Texto do documento —
==*==

Gêmeos em V, opostos ou paralelos são a tendência: veja porque e conheça os diversos tipos
Por: Eduardo Viotti
De quantos cilindros você precisa para ser feliz? O mínimo é um, sem limite mínimo nem máximo de cilindrada… Tenho um amigo que sempre diz: “saúde, dinheiro e cilindros, quanto mais, melhor”, kkkk. Nem sempre é verdade, claro! Depende da utilização da motocicleta: fazer trilhas com uma moto de seis cilindros é um completo nonsense, lógico. Para o off road, quanto mais torque e mais estreita a moto, melhor.
Cada configuração de motor tem vantagens e desvantagens: em linhas gerais (e isso sempre teoricamente, pois na prática, o acerto de um motor pode mudar e até inverter essas regras) os motores de menos cilindros têm (proporcionalmente à mesma cilindrada) mais torque em baixas rotações. Os de maior número de cilindros teriam maior potência em altos regimes de giro. O mesmo vale para as vibrações: quanto mais cilindros, mais macio e suave deveria ser o funcionamento; quanto menos cilindros, mais trepidante e áspero. Em relação à facilidade de manutenção e reparos, nem é preciso enunciar que os multicilíndricos têm maior complexidade mecânica e mais peças móveis. Têm, portanto, maior custo de reparação e manutenção.
Neste artigo, vamos abordar os motores de dois cilindros e suas características. Assim deixamos os monocilíndricos e os multicilíndricos para próximas edições.
GÊMEOS DE VOLTA
Os motores de dois cilindros dominavam o panorama da indústria até o finalzinho dos anos 1960, quando surgiu a bombástica Honda CB 750F em 1969, seguida pela Kawasaki Z1, em 1972. Com motores tetracilíndricos, roubaram a cena e transformaram radicalmente o gosto dos pilotos. De passagem, levaram a até então dominante indústria inglesa de motocicletas à bancarrota.

==*==

Dados fornecidos —
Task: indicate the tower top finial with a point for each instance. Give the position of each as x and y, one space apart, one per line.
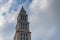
22 10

==*==

Desafios —
A. Extraia do texto sobre motores de dois cilindros tudo o que vai desde "GÊMEOS DE VOLTA" até "motocicletas à bancarrota.".
B. De acordo com o texto sobre motores de dois cilindros, por que os multicilíndricos custam mais para reparar e manter?

Respostas dadas —
A.
GÊMEOS DE VOLTA
Os motores de dois cilindros dominavam o panorama da indústria até o finalzinho dos anos 1960, quando surgiu a bombástica Honda CB 750F em 1969, seguida pela Kawasaki Z1, em 1972. Com motores tetracilíndricos, roubaram a cena e transformaram radicalmente o gosto dos pilotos. De passagem, levaram a até então dominante indústria inglesa de motocicletas à bancarrota.

B. Os multicilíndricos custam mais para reparar e manter porque têm maior complexidade mecânica e mais peças móveis.